##### Data records #####

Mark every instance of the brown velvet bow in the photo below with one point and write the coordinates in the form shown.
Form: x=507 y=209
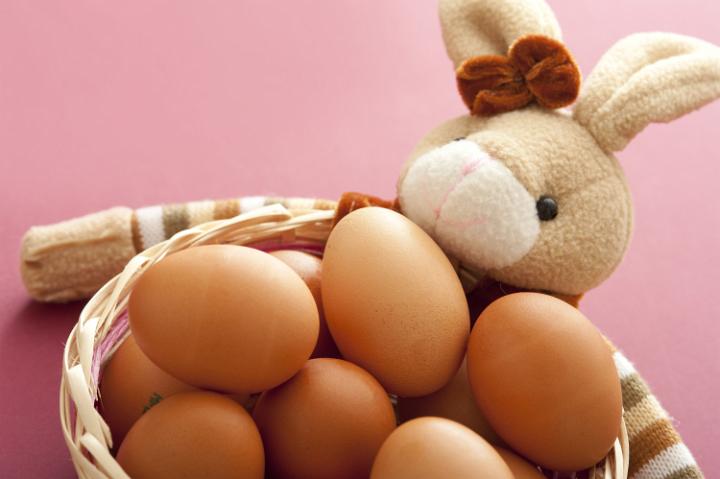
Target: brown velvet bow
x=536 y=68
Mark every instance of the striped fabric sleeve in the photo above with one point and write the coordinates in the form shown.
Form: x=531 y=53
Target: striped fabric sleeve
x=153 y=224
x=656 y=449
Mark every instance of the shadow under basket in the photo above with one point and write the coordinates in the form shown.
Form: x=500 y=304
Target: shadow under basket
x=101 y=328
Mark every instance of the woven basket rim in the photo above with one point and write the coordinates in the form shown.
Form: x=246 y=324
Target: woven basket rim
x=86 y=434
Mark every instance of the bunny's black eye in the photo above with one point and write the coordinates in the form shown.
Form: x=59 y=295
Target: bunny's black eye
x=547 y=208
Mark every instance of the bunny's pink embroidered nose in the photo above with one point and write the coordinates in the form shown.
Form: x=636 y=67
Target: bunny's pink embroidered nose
x=471 y=204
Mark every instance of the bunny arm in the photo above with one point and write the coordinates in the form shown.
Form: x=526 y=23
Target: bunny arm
x=72 y=259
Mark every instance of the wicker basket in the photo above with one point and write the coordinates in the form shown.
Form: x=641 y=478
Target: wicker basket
x=102 y=326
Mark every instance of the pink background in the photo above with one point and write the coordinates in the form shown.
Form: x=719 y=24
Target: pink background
x=141 y=102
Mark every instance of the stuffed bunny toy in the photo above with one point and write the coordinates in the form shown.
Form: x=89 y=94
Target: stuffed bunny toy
x=521 y=192
x=530 y=195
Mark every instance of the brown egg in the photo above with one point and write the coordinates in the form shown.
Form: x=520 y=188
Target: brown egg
x=545 y=379
x=224 y=317
x=520 y=468
x=434 y=448
x=309 y=268
x=130 y=385
x=192 y=435
x=328 y=421
x=454 y=401
x=393 y=302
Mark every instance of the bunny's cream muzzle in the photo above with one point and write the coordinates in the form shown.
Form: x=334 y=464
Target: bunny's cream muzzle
x=471 y=204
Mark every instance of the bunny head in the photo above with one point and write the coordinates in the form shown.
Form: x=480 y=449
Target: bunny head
x=520 y=191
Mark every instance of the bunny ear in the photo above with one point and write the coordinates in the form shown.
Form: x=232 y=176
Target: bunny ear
x=488 y=27
x=647 y=78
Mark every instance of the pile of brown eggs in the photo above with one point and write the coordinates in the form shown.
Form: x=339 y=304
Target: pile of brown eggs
x=246 y=364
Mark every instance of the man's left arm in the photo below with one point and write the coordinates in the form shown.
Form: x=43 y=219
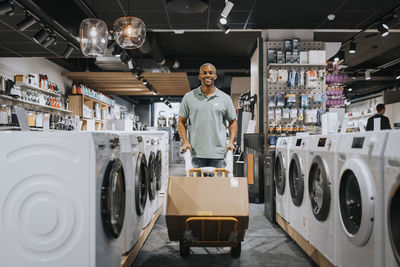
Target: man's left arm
x=230 y=116
x=232 y=135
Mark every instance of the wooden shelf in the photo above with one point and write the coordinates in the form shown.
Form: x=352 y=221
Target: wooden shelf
x=27 y=86
x=33 y=104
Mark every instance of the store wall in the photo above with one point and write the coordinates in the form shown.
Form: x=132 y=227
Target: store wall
x=254 y=82
x=239 y=86
x=392 y=110
x=144 y=113
x=14 y=65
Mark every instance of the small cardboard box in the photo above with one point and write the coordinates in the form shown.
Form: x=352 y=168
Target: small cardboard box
x=206 y=197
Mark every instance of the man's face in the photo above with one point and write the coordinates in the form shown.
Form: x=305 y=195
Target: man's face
x=207 y=75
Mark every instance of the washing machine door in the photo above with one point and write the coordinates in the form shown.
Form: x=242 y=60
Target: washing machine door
x=113 y=196
x=394 y=219
x=356 y=201
x=158 y=170
x=280 y=173
x=141 y=183
x=296 y=180
x=319 y=188
x=152 y=176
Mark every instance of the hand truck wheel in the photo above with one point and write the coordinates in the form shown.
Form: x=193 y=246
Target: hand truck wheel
x=235 y=251
x=183 y=250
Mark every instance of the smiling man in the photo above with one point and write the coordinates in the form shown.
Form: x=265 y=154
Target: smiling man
x=204 y=112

#####

# Stated goal:
Pictures in the records above should not be copied. Repeat everything else exactly.

# Answer to this task:
Mark every instance of the brown velvet bow in the photo below with one point and write the coordinates in the form shown.
Form: x=507 y=209
Target: brown velvet bow
x=536 y=68
Mark every instance of the striped fabric sleeve in the photo above with one point and write the coordinates in the form shown.
Form: x=531 y=53
Target: striped fabric sleeve
x=153 y=224
x=656 y=449
Mark every instance of the shadow under basket in the photo above with one point and write the coordinates in the form shown.
Form: x=500 y=304
Target: shadow under basket
x=101 y=328
Mark every instance of the woven basket rim in the photo above with one point and write the coordinates in the form shown.
Form: x=246 y=324
Target: woven basket rim
x=86 y=434
Mark every instance of the bunny's black eye in the photo above with one point and write the coordinates in the form shown.
Form: x=59 y=295
Target: bunny's black eye
x=547 y=208
Mark every instance of the bunny's pink embroidered nose in the photo above with one point and write the coordinates in the form shown.
Form: x=636 y=67
Target: bunny's pink embroidered nose
x=471 y=204
Mark every instance of the bunny arm in the photo above with one point and write the coordinates in the form shown.
Form: x=526 y=23
Target: bunny arm
x=72 y=259
Mark every instance of the wicker basket in the photo above with one point and write the coordinates in the form shown.
Form: x=641 y=478
Target: wicker basket
x=102 y=326
Mark every instance of the pink background in the photo above with one point and write the coordinates in the form shown.
Form: x=719 y=24
Target: pink background
x=141 y=102
Mark every instance of the stuffed bunny toy in the photo above with one point and write the coordinates in the form shown.
Form: x=89 y=94
Target: stuffed bunny toy
x=521 y=192
x=530 y=195
Mark every instance of the brown egg in the photo above with one point and write the coordinates in the form shown.
Form: x=520 y=188
Target: brown egg
x=545 y=379
x=224 y=317
x=520 y=468
x=434 y=448
x=309 y=268
x=130 y=385
x=192 y=435
x=328 y=421
x=454 y=401
x=393 y=302
Mark every instance of the bunny's cream muzzle in the photo above with one point and write the coordinates in the form shown.
Form: x=334 y=464
Target: bunny's cream muzzle
x=471 y=204
Mark every instance of the bunny head in the photo above with one point and write the coordinates in the form shown.
Form: x=480 y=449
Target: bunny head
x=520 y=191
Mark every instance of the bunny ear in the photo above with one point and write the coordinates in the form shown.
Form: x=232 y=176
Target: bunny ear
x=488 y=27
x=647 y=78
Mark every instance of the pile of brown eggs in the photo above with one point and write the coordinates in the form shown.
Form: x=339 y=304
Target: pile of brown eggs
x=246 y=364
Mark every instance of the man's left arm in the photo below with one point and write the coordinates in the form shown.
Form: x=43 y=219
Target: man's left arm
x=230 y=116
x=232 y=135
Mark every instance of the wooden shelf in the photo above with one point and write the coordinates in the form shown.
Form: x=352 y=221
Target: wooden shelf
x=27 y=86
x=33 y=104
Mark every instance of the store wall in the photo above with one point and write the coordinates in the form shown.
Form: x=132 y=227
Target: store wall
x=254 y=82
x=239 y=86
x=392 y=110
x=144 y=113
x=14 y=65
Mark every instance of the small cardboard box in the photo above with one point and write the coordinates in the form shown.
Form: x=352 y=168
Target: small cardboard box
x=206 y=197
Mark every instance of the man's face in the photo above with one point and write the coordinates in the form shown.
Form: x=305 y=195
Target: man's face
x=207 y=75
Mark every instance of the washing machine door in the photo above with one point and write the coordinates in the form shown.
Form: x=242 y=60
Target: washing machine door
x=113 y=196
x=394 y=219
x=356 y=201
x=158 y=170
x=280 y=173
x=141 y=183
x=296 y=180
x=319 y=188
x=152 y=176
Mark every instance of the hand truck wheel in the photo above with one point and write the coordinates in the form shown.
Form: x=193 y=246
Target: hand truck wheel
x=235 y=251
x=183 y=250
Mark every instance of the smiling man in the photo above with one point and write the coordinates in the form shown.
Form: x=265 y=154
Target: smiling man
x=204 y=112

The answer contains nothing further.